Tasks and exercises
a – Copy the text on Shahid Aziz Siddiqi from "Shahid Aziz Siddiqi (born" up to and including "of Cambridge, UK.".
b – According to the text on Shahid Aziz Siddiqi, in what subject does he hold a post graduate degree from the University of Cambridge?
c – Pick up the text on Shahid Aziz Siddiqi after its last sentence and keep writing it.

Document text

= Shahid Aziz Siddiqi =

Pakistani bureaucrat

Shahid Aziz Siddiqi (born 26 January 1945 – 7 November 2019 in Lucknow, India) was a Pakistani bureaucrat who served as Chairman State Life Insurance and Chairman National Highway Authority. He has also remained the Vice Chancellor of the Ziauddin Medical University. Siddiqui holds a post graduate degree in Development Economics from University of Cambridge, UK.

==Education==
Siddiqi was educated at the Pakistan Air Force Military Academy in Sargodha and received a Bachelor's degree from F.C College in Lahore, a Master's degrees from the University of Karachi and the University of Cambridge.

In 1968, after a stint as a recon pilot in the Pakistan Air Force and a year as a Management Trainee for the Pakistan Tobacco Company, Siddiqi sat his Central Superior Services of Pakistan (CSS) examinations for the elite Pakistan Civil Services and topped the examination in West and East Pakistan (now Bangladesh) joining the District Management Group, now called the Pakistan Administrative Service.

Material provided
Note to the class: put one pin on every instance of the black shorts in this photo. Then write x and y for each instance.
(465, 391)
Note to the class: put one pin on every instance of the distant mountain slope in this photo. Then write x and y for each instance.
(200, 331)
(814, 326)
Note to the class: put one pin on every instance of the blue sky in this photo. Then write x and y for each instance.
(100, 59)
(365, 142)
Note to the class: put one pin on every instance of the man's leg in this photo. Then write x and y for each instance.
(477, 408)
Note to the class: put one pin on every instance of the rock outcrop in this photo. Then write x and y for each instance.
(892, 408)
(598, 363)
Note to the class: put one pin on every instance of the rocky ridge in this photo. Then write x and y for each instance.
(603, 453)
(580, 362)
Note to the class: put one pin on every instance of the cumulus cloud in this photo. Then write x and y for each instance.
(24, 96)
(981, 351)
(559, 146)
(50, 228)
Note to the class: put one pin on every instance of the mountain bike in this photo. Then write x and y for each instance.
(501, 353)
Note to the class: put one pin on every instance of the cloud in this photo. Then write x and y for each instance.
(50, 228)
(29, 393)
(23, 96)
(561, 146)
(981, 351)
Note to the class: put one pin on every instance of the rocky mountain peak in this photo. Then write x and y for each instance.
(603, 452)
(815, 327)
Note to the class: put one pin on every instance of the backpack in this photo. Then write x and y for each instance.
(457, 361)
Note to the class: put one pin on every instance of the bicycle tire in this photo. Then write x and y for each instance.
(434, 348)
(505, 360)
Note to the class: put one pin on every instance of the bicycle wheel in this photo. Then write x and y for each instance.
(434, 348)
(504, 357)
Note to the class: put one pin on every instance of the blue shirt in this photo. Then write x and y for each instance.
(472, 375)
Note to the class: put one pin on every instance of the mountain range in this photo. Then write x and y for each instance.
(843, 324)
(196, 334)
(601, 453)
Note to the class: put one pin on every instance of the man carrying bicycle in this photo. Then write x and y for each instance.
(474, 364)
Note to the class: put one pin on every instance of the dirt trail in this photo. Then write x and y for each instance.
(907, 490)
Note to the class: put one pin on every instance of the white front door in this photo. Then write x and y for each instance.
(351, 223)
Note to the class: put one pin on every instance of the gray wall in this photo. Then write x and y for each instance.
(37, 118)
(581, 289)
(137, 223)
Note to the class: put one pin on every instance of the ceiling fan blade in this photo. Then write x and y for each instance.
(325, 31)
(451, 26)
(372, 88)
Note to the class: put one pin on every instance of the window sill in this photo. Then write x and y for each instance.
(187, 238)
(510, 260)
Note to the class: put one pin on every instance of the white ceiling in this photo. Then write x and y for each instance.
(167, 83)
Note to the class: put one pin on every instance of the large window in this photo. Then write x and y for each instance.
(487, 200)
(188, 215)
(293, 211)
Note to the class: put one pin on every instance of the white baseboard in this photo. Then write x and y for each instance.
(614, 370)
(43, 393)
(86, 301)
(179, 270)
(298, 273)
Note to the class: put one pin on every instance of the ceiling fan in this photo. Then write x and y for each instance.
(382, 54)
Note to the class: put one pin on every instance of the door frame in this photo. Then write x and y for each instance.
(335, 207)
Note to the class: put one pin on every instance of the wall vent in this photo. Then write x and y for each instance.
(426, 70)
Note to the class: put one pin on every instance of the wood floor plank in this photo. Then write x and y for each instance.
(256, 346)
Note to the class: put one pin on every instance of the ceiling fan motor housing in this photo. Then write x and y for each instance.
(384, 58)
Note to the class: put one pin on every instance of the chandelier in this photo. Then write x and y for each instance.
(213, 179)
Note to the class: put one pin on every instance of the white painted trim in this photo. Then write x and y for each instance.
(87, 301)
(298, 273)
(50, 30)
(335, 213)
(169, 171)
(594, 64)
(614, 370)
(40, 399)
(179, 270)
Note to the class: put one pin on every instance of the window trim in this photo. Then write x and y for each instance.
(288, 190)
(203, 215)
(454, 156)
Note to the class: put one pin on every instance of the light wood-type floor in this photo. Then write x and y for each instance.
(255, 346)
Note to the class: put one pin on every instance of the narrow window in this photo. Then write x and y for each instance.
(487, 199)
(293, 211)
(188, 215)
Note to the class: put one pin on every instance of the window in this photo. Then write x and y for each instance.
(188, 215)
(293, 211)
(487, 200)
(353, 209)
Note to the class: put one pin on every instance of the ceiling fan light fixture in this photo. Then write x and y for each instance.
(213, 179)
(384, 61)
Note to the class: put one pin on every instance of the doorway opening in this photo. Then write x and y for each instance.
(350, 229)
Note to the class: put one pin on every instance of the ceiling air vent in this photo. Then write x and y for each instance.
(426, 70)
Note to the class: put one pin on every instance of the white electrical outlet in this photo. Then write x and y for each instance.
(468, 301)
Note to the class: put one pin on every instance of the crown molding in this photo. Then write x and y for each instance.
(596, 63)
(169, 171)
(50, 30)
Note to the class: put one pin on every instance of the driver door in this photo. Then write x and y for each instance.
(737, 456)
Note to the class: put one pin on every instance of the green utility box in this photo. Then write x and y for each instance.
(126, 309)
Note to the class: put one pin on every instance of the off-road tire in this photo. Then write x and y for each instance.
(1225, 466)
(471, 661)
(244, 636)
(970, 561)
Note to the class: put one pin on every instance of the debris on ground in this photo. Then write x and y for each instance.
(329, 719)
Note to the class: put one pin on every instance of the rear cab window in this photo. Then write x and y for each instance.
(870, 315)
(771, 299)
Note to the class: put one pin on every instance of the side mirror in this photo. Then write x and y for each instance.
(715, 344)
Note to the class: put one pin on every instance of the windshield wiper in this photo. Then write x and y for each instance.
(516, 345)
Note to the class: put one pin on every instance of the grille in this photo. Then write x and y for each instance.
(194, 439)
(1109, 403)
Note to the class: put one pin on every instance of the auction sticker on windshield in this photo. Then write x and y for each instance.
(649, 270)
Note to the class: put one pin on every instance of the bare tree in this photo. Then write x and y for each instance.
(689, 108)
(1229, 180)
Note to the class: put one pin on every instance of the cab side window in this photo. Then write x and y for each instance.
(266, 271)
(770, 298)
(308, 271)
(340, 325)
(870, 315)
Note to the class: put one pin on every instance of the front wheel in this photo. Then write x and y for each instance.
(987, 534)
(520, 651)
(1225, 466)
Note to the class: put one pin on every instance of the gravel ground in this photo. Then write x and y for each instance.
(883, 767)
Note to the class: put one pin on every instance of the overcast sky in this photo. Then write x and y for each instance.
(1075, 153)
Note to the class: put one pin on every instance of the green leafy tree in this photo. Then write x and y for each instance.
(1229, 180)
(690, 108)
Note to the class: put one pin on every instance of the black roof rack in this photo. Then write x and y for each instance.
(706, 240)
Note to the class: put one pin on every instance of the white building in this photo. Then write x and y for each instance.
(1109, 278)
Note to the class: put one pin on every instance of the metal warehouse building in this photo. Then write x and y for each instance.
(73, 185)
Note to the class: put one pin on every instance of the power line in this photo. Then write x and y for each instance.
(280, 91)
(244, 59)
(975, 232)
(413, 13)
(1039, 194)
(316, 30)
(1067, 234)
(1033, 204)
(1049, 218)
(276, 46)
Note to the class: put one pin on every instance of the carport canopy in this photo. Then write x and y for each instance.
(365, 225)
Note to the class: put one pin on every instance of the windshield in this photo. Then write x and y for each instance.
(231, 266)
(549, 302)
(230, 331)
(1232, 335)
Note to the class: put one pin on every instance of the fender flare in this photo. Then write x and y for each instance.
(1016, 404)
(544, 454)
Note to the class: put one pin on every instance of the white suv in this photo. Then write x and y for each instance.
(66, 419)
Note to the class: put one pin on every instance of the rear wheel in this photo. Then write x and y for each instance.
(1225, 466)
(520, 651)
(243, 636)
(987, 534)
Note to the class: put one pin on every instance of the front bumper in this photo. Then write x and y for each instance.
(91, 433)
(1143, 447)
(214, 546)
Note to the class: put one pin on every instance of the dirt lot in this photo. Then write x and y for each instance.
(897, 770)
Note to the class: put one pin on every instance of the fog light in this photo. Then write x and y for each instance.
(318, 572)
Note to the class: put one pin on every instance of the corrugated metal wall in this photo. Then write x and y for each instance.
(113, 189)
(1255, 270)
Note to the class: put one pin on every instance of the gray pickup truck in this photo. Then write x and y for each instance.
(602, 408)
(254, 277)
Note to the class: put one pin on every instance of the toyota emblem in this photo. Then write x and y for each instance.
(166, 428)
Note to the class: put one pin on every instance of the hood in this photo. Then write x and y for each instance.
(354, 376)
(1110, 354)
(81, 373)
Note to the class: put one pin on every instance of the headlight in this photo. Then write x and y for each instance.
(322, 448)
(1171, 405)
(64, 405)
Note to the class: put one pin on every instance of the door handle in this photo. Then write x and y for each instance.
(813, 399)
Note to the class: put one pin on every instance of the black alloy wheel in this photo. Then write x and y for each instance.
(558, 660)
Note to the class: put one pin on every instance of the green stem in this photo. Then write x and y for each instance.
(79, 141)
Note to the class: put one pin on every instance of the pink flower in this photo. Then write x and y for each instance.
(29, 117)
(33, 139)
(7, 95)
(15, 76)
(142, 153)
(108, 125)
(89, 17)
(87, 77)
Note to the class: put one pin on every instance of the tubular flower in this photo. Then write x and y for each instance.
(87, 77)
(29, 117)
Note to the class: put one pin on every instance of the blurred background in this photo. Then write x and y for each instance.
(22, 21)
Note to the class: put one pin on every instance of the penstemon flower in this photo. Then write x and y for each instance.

Answer set
a –
Shahid Aziz Siddiqi (born 26 January 1945 – 7 November 2019 in Lucknow, India) was a Pakistani bureaucrat who served as Chairman State Life Insurance and Chairman National Highway Authority. He has also remained the Vice Chancellor of the Ziauddin Medical University. Siddiqui holds a post graduate degree in Development Economics from University of Cambridge, UK.

b – Development Economics.

c –
==Government career==
In 1982, Siddiqi began serving as a Minister Hajj in Saudi Arabia, where he was appointed Commissioner of Karachi. He then served in several roles, including Managing Director of the Rice Export Committee of Pakistan, Director General Ports and Shipping, Chairman National Highway Authority and Chairman State Life Insurance Corporation. He worked with Prime Minister Benazir Bhutto, a relationship he characterized as close and courteous in his tribute to her after her death.

===Post-government career===
Siddiqi served as Executive Director of the Indus Valley Institute of Art and Architecture in Karachi before becoming Vice Chancellor of Ziauddin Medical University. He also serves as the President of the Sindh and Balochistan Chapter of the British Alumni Association.